Prompt
Extract each line of the data below exactly as written.

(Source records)
————

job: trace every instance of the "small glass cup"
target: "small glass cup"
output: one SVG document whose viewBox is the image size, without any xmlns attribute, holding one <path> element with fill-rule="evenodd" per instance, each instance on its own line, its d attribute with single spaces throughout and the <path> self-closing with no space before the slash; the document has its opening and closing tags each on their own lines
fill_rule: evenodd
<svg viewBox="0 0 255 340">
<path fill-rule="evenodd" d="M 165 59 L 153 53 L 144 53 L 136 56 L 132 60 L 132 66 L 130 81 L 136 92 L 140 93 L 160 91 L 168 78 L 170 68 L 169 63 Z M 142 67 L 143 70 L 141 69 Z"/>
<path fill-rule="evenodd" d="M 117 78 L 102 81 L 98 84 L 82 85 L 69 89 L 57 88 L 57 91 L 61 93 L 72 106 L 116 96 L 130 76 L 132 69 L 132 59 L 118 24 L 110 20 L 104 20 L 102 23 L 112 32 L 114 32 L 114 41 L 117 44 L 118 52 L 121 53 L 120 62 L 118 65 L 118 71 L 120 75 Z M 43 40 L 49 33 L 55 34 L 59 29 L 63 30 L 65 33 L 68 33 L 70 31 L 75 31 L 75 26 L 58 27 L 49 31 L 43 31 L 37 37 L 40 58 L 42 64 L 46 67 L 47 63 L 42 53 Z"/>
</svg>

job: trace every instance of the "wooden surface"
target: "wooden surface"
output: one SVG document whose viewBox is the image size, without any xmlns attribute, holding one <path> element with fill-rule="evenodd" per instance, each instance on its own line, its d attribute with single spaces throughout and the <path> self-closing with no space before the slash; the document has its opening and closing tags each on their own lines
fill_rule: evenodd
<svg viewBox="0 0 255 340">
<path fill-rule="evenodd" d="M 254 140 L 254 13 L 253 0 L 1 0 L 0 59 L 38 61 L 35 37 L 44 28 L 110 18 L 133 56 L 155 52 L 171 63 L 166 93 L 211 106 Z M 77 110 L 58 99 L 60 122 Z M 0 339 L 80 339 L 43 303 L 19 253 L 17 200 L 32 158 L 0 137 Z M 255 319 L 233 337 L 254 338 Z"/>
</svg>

————

The answer
job: trace every instance of the "small glass cup"
target: "small glass cup"
output: one SVG document whose viewBox is the image size, without any xmlns attribute, holding one <path> element with fill-rule="evenodd" per instance, each instance on its own line, its d attribute with single spaces throughout and the <path> self-closing with no space before the slash; the document has its opening and closing tags each on their own lines
fill_rule: evenodd
<svg viewBox="0 0 255 340">
<path fill-rule="evenodd" d="M 165 59 L 153 53 L 144 53 L 136 56 L 132 60 L 132 66 L 130 81 L 136 92 L 140 93 L 160 91 L 168 78 L 170 68 L 169 63 Z M 142 67 L 143 70 L 141 69 Z"/>
<path fill-rule="evenodd" d="M 117 78 L 102 81 L 98 84 L 82 85 L 69 89 L 57 88 L 57 91 L 61 93 L 72 106 L 116 96 L 130 76 L 132 69 L 132 59 L 118 24 L 110 20 L 104 20 L 102 23 L 112 32 L 114 32 L 114 41 L 117 44 L 118 52 L 121 53 L 120 62 L 118 65 L 118 71 L 120 75 Z M 43 40 L 49 33 L 55 34 L 59 29 L 63 30 L 65 33 L 68 33 L 70 31 L 75 31 L 75 26 L 58 27 L 49 31 L 43 31 L 37 37 L 40 58 L 42 64 L 46 67 L 47 63 L 42 53 Z"/>
</svg>

job: trace every instance of the "wooden surface"
target: "wooden surface"
output: one SVG document whose viewBox is the image size, without any xmlns attribute, holding one <path> element with fill-rule="evenodd" per instance, each instance on its own line, its d attribute with single spaces throughout and the <path> self-closing with no space before the slash; the document has its opening and closing tags each on their own lines
fill_rule: evenodd
<svg viewBox="0 0 255 340">
<path fill-rule="evenodd" d="M 254 140 L 254 13 L 253 0 L 1 0 L 0 59 L 38 61 L 35 37 L 44 28 L 110 18 L 133 56 L 155 52 L 171 63 L 166 93 L 211 106 Z M 77 110 L 58 99 L 60 122 Z M 0 339 L 80 339 L 43 303 L 19 253 L 17 200 L 32 158 L 0 137 Z M 255 319 L 233 337 L 254 338 Z"/>
</svg>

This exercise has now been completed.